▶ [Required task]: Reproduce all of the following lines, requests included, and offset every coordinate in the answers by adding 119 to each number. Omit the pictures from your response.
-- start Supplied information --
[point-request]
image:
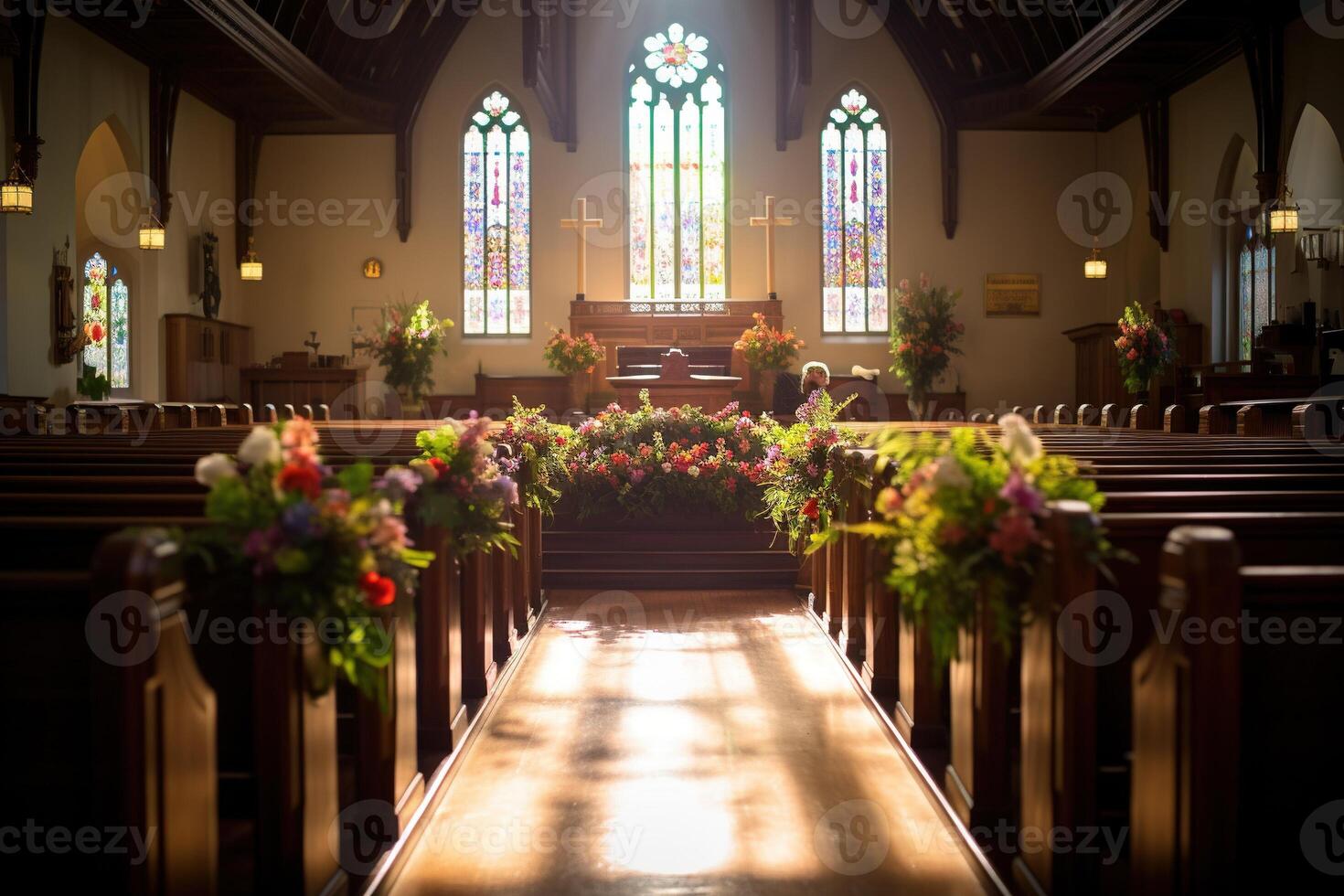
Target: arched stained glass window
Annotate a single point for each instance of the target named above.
(677, 171)
(1257, 297)
(496, 222)
(106, 318)
(854, 219)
-- end Supplied information --
▶ [Reply]:
[point-request]
image:
Target: arched stained glass window
Annotate a single point for each instance of the target named above.
(796, 290)
(1376, 416)
(615, 341)
(225, 437)
(973, 338)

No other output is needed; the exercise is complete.